# Honestly evaluate my 4 month old puppy for possible UKC conformation shows?



## outwest

I have been thinking of showing my puppy UKC. I think she is pretty, but I do not know enough about poodle conformation to know if she is pretty because she is now my baby.  I love her happy personality. I did not buy her with conformation showing in mind, but thought I might do some obedience, so please be honest.

She is being groomed on Friday, so I will try to post a couple pictures of her groomed if that makes a difference. In the mean time here is my scruffy 4 month old puppy. She is 18 inches at the shoulder at 4 months old. 

4 months old:
Here is her face in profile when she was 3.5 months old and it was recently shave. She has a squared off longish muzzle Should you be able to see the whole lower jaw in profile like this? Most poodles don't seem to have the lower jaw showing, but it looks nice to me?:









This is her coloring and also how her ears lay flat, but go up when she is very alert. Is that a fault? They seem low enough (at eye level) when she is relaxed. She has good control of her body. 










This one shows her body structure pretty well and her neck length except her rear legs are far apart. Is her neck short? She has a nice flat back and seems 'square' to me. She also has a solid chest, much more so than my last poodle, and her front legs are set back a little bit (hard to see in this picture). Should she be of lighter structure with a narrow chest? She still prances around on light little feet:









Thank you for taking a critical eye to my puppy. I am trying to figure out what her strengths and weaknesses are to decide if I should try conformation.


----------



## cavon

I'm no expert either, but there are folks on the forum who will be able to give you details. Your girl is beautiful in my opinion. I love her top line and she seems to have a very good natural stack. Nice tight feet too.

I would suggest that you have your groomer put her into a puppy clip, stack her on a table either at the groomer or whn you get home and take several pictures, side, front and back. Then everyone would be able to see her from all angles and give you detailed opinions. 

I say find a show in your area and go for it. she has to be 6 months old, but that won't be long now!!


----------



## outwest

Thank you for looking. I will try to get better pictures in a couple days after she is groomed.

puppy clip: I ask her to leave her top knot, neck, legs and chest hair long so it can grow out and shape around her tummy and angulate her rear? I will hunt up a picture and take it. She is a great groomer, but I don't know how many puppy show clips she does. Bonnie would have a few months to grow more hair.

grrr...I wish I could clip myself, but I always did a hack job on my last poodle. I don't want to mess Bonnie up if I decide to try the showing...


----------



## Birdie

My amateur eye thinks she looks pretty nice. I really like her back end and topline, and I agree about the lovely natural stack. And it looks like she has a nice long neck, decent carriage, and a good head. I have never been good at looking at the shoulder/front area, but I think that might be her weak area. Maybe... Trust a pro before me, I'm just tossing in my opinion.  
She's adorable, at the very least! She will turn into an absolutely lovely dog one day, CH title or no.


----------



## cavon

Ormar Standard Poodles: Ch.Unique Ormar What A Babe (Lola)

Required work:
1 > Answer from the forum thread:
(a) How tall is the puppy at the shoulder at 4 months old?
(b) How old must she be before she can be shown, according to cavon?
(c) Which area does Birdie suggest might be her weak area?
2 > Reproduce the forum thread word for word from "Thank you for taking" to "you detailed opinions.".
None of this depends on the material.

Data section:
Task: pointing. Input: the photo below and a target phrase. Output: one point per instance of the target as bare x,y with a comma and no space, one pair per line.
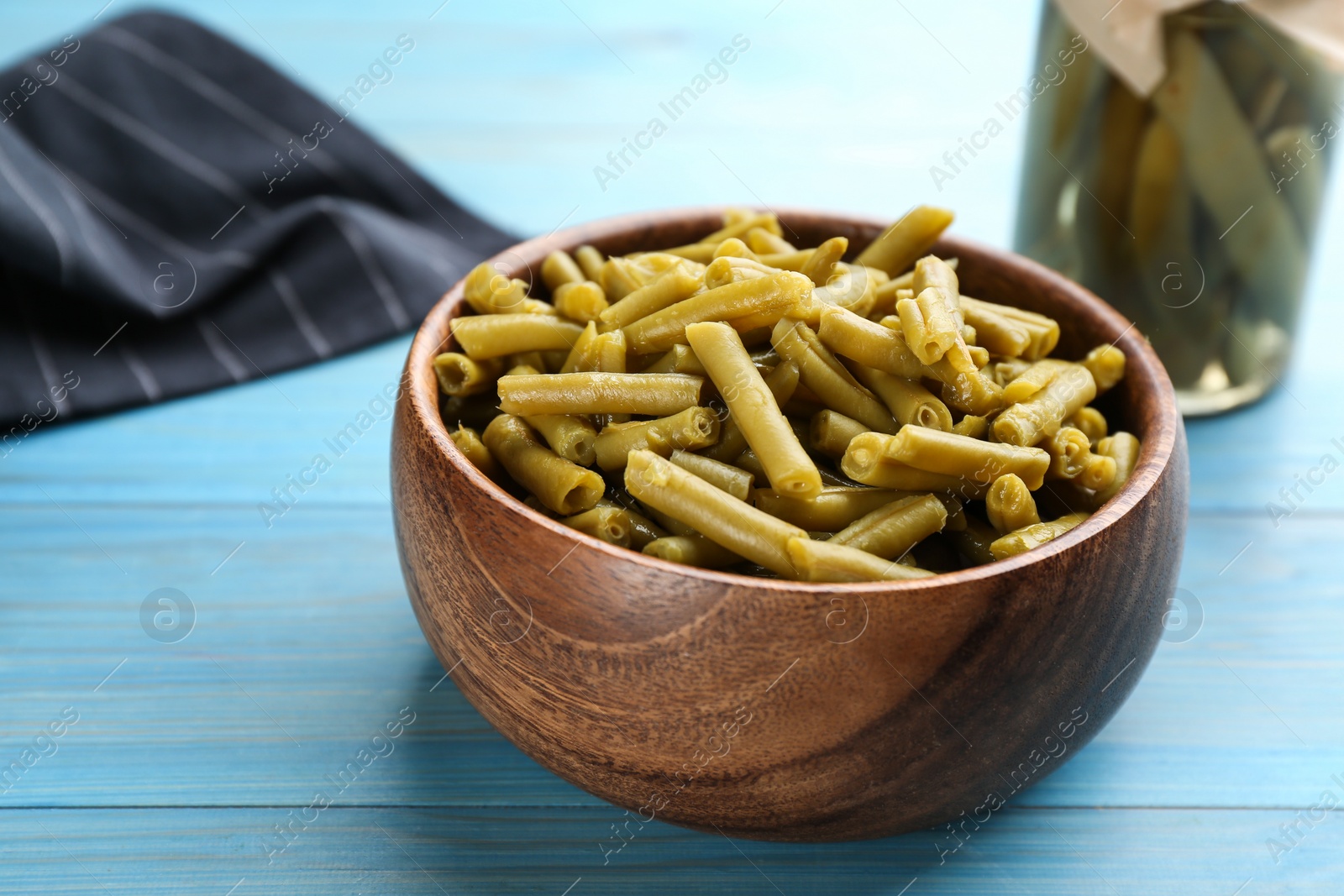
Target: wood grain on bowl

Answers per task:
1 >
(a) 18 inches
(b) 6 months old
(c) The shoulder/front area

2 >
Thank you for taking a critical eye to my puppy. I am trying to figure out what her strengths and weaknesses are to decide if I should try conformation.


----------



## cavon

I'm no expert either, but there are folks on the forum who will be able to give you details. Your girl is beautiful in my opinion. I love her top line and she seems to have a very good natural stack. Nice tight feet too.

I would suggest that you have your groomer put her into a puppy clip, stack her on a table either at the groomer or whn you get home and take several pictures, side, front and back. Then everyone would be able to see her from all angles and give you detailed opinions.